------ TESTO ------

Riassumendo, i segni di allarme per patologia tumorale che devono far inviare con priorità bambini e ragazzi con NF1 al centro di riferimento sono:

  • calo repentino dell’acuità visiva;
  • comparsa improvvisa di strabismo o nistagmo;
  • insorgenza di elementi suggestivi per pubertà precoce;
  • prima crisi epilettica;
  • ipertensione arteriosa.

 

 NF1 e alterato metabolismo osseo

Alla NF1 si associano numerose alterazioni ossee, alcune delle quali considerate dei veri e propri criteri diagnostici, quali:

  • la displasia dello sfenoide;
  • la scoliosi, che può essere distrofica (più grave) o non distrofica;
  • la displasia delle ossa lunghe.

Le ossa più frequentemente coinvolte in quest’ultimo fenomeno sono la tibia e il perone, che possono subire un progressivo incurvamento anterolaterale; spesso la tibia incurvata andrà incontro a frattura, con difficoltà di guarigione e conseguente fenomeno della pseudoartrosi.

------

== ATTIVITÀ A ==
Riassumi in due frasi il testo sulla NF1.
== ATTIVITÀ B ==
Per favore, copia dal testo sulla NF1 il passo che parte dalle parole "NF1 e alterato" e si ferma dopo le parole "fenomeno della pseudoartrosi.".
Le righe non hanno alcun ruolo in questo lavoro.

------ DATI FORNITI ------

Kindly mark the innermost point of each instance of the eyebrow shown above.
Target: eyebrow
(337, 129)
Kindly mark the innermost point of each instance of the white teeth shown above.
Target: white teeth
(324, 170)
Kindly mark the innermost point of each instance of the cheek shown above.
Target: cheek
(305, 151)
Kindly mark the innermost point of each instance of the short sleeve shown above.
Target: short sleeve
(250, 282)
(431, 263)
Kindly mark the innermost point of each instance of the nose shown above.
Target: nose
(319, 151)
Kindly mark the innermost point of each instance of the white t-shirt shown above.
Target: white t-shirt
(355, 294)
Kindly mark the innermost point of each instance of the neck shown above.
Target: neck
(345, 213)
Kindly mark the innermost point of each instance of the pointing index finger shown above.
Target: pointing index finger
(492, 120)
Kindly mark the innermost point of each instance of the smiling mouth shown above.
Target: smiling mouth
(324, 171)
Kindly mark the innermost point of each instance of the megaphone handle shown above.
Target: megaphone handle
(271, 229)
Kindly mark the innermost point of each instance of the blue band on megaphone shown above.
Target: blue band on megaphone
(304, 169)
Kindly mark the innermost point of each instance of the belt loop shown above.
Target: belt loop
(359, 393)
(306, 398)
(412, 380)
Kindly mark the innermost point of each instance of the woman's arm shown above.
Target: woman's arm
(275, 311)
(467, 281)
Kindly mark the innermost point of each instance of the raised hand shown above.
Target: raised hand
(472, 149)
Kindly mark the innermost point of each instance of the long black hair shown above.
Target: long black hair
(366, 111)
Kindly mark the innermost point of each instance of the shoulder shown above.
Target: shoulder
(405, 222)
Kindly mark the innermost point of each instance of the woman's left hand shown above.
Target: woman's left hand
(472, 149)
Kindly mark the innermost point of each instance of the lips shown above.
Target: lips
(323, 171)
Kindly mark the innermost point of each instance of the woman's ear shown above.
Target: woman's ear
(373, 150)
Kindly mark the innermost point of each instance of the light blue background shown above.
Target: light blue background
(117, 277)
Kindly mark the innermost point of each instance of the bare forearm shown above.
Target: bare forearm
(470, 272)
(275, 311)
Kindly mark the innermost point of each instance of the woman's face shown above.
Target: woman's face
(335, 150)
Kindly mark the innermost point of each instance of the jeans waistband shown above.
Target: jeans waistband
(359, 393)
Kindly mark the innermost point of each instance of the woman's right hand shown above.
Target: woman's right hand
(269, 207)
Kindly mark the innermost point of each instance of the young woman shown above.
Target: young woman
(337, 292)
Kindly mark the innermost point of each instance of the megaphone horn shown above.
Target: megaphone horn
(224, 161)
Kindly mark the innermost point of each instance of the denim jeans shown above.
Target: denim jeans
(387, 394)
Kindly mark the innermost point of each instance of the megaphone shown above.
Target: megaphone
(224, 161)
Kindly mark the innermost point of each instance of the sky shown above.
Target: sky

------

== RISPOSTA A ==
I segni di allarme per patologia tumorale che richiedono l'invio prioritario di bambini e ragazzi con NF1 al centro di riferimento sono il calo repentino dell'acuità visiva, la comparsa improvvisa di strabismo o nistagmo, l'insorgenza di elementi suggestivi per pubertà precoce, la prima crisi epilettica e l'ipertensione arteriosa. Alla NF1 si associano numerose alterazioni ossee, come la displasia dello sfenoide, la scoliosi e la displasia delle ossa lunghe, in cui tibia e perone possono incurvarsi e la tibia spesso va incontro a frattura con difficoltà di guarigione e pseudoartrosi.

== RISPOSTA B ==
NF1 e alterato metabolismo osseo

Alla NF1 si associano numerose alterazioni ossee, alcune delle quali considerate dei veri e propri criteri diagnostici, quali:

  • la displasia dello sfenoide;
  • la scoliosi, che può essere distrofica (più grave) o non distrofica;
  • la displasia delle ossa lunghe.

Le ossa più frequentemente coinvolte in quest’ultimo fenomeno sono la tibia e il perone, che possono subire un progressivo incurvamento anterolaterale; spesso la tibia incurvata andrà incontro a frattura, con difficoltà di guarigione e conseguente fenomeno della pseudoartrosi.